- **Records supplied**:
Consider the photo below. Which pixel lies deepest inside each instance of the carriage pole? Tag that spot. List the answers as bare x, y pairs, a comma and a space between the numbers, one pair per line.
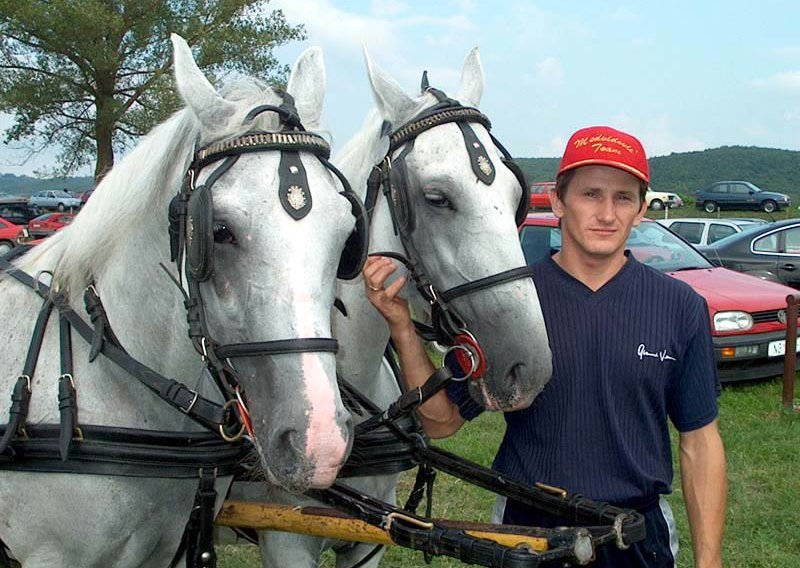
330, 523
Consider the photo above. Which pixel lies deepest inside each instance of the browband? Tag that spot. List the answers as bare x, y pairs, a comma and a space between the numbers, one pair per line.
419, 125
260, 141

- **Written instruction**:
Could you copy every line above word for word, leaving the pictures out?

- **Solution for this problem**:
Consider the photo below. Which pixel lies deepest inside each instance of the carriage pole? Tag that spot. List the answers as bare x, y pairs, a comma and a space between the numbers, one pair per line.
330, 523
Consider the photo above. Which pixel lies deepest inside each instance of the browband? Tag that spot. List the answers as bare x, y pairs, a comma and a space between the numbers, one pair per line.
419, 125
260, 141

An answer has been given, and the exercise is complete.